— WHAT TO DO —
Copy every line of the material below, changing nothing.

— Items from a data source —
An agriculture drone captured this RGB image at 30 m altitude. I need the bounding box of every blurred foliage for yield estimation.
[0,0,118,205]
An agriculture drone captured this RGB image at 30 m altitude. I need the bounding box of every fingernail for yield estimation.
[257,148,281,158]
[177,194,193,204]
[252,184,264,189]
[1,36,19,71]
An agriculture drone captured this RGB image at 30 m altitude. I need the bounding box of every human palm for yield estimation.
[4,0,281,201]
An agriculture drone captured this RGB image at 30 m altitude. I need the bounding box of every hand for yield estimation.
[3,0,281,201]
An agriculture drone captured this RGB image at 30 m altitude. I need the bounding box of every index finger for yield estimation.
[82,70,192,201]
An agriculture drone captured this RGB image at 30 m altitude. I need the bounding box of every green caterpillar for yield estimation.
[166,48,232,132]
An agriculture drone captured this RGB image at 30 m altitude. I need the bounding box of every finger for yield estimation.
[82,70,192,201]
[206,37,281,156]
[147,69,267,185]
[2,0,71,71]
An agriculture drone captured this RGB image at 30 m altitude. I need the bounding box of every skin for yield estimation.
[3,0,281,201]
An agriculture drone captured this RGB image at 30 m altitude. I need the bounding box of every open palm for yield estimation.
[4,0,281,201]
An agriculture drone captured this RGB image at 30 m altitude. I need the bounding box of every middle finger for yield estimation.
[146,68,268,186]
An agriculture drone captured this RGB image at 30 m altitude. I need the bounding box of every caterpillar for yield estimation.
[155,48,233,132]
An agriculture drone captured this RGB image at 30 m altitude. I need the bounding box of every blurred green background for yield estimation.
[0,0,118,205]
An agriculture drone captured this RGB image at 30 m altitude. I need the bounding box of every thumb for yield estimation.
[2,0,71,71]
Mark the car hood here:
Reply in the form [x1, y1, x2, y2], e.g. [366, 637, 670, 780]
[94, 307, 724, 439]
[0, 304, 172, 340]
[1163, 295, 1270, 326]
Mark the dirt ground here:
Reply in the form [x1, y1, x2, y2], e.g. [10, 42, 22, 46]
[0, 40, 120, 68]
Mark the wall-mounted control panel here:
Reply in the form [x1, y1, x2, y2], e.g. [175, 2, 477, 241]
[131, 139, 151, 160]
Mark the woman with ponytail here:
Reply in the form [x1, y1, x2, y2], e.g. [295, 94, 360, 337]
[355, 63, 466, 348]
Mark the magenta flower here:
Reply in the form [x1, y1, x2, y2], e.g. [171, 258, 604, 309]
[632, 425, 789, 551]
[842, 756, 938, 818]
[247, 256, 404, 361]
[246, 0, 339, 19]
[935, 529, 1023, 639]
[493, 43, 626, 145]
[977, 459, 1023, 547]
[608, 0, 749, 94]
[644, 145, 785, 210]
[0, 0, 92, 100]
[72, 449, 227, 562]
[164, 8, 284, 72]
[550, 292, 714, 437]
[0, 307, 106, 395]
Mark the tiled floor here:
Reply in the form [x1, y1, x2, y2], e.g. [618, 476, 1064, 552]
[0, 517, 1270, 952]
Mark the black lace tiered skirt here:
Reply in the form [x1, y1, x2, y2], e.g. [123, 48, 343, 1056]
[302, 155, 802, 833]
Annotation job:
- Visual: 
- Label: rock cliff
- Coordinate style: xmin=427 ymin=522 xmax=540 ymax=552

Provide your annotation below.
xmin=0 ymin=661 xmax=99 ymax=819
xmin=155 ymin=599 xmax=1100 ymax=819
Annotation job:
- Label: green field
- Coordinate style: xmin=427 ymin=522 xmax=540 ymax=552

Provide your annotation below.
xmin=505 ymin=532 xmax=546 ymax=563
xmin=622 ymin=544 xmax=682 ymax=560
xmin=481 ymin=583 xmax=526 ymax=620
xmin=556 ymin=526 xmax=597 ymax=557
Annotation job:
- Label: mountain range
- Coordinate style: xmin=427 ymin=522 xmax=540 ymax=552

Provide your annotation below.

— FULL RESPONSE —
An agriculture drone captured this RGB image at 30 m altitude. I need the bounding box of every blurred foliage for yield estimation.
[0,0,118,205]
An agriculture drone captured this RGB image at 30 m altitude. I need the bounding box of every fingernail for yield estimation.
[257,148,281,158]
[177,194,193,204]
[252,184,264,189]
[1,36,19,71]
An agriculture drone captured this RGB image at 30 m altitude. I need the bounding box of every human palm for yield estimation.
[4,0,281,201]
An agriculture drone captured this RGB image at 30 m altitude. I need the bounding box of every hand for yield estimation.
[3,0,281,201]
An agriculture drone captured this RGB image at 30 m altitude. I need the bounding box of every index finger for yield estimation.
[82,70,192,201]
An agriculture drone captured this RGB image at 30 m altitude. I need the bounding box of every green caterpillar for yield estimation.
[166,48,232,132]
An agriculture drone captured this RGB image at 30 m altitude. I need the bounding box of every finger for yield estimation.
[82,70,192,201]
[206,37,281,156]
[147,69,267,185]
[2,0,71,71]
An agriculture drone captured this RGB image at 30 m altitude. I need the bounding box of every skin for yield estimation.
[3,0,281,201]
An agriculture drone captured this RGB image at 30 m altitude. I need the bounding box of every open palm for yield estimation.
[4,0,281,201]
An agriculture drone captured this RGB image at 30 m altitude. I need the bounding box of every middle finger for yield estimation.
[146,68,268,186]
An agriculture drone captured this RGB image at 30 m altitude. I need the bounding box of every caterpillar for yield estimation.
[155,48,233,132]
An agriculture drone captured this RGB image at 30 m altitude. I need the bounding box of every blurred green background for yield estimation.
[0,0,118,205]
An agriculture drone captured this RGB image at 30 m altitude. I need the bounding box of every thumb for yield estimation.
[2,0,71,71]
Mark the car hood here:
Reply in the form [x1, y1, x2, y2], e.g. [366, 637, 670, 780]
[94, 307, 724, 439]
[0, 304, 172, 340]
[1163, 295, 1270, 326]
Mark the dirt ground here:
Reply in the form [x1, y1, x2, y2], e.g. [10, 42, 22, 46]
[0, 40, 120, 68]
Mark the wall-mounted control panel here:
Reply in the form [x1, y1, x2, y2], e.g. [175, 2, 477, 241]
[131, 139, 151, 160]
Mark the woman with ponytail here:
Reply in the form [x1, y1, x2, y2], e.g. [295, 94, 360, 337]
[355, 63, 466, 348]
Mark the magenta flower here:
Reply in the form [x1, y1, x2, y2], e.g. [171, 258, 604, 309]
[632, 425, 789, 551]
[842, 756, 938, 818]
[247, 256, 404, 361]
[246, 0, 339, 19]
[935, 529, 1023, 639]
[493, 43, 626, 145]
[977, 459, 1023, 547]
[608, 0, 749, 94]
[644, 145, 785, 210]
[0, 0, 92, 100]
[72, 449, 227, 562]
[164, 8, 284, 72]
[550, 292, 714, 437]
[0, 307, 106, 395]
Mark the tiled floor here:
Reply in the form [x1, y1, x2, y2], e.g. [618, 476, 1064, 552]
[0, 517, 1270, 952]
Mark the black lace tiered skirt here:
Reply in the form [x1, y1, x2, y2], e.g. [123, 48, 343, 1056]
[302, 155, 802, 833]
Annotation job:
- Visual: 
- Label: rock cliff
- Coordinate style: xmin=427 ymin=522 xmax=540 ymax=552

Provide your annotation below.
xmin=0 ymin=661 xmax=99 ymax=819
xmin=155 ymin=599 xmax=1100 ymax=819
Annotation job:
- Label: green field
- Coordinate style: xmin=427 ymin=522 xmax=540 ymax=552

Provide your annotation below.
xmin=505 ymin=532 xmax=546 ymax=563
xmin=622 ymin=544 xmax=682 ymax=560
xmin=481 ymin=583 xmax=526 ymax=620
xmin=556 ymin=526 xmax=597 ymax=557
Annotation job:
- Label: mountain range
- Coordinate style: xmin=427 ymin=522 xmax=540 ymax=552

Provide your annotation below.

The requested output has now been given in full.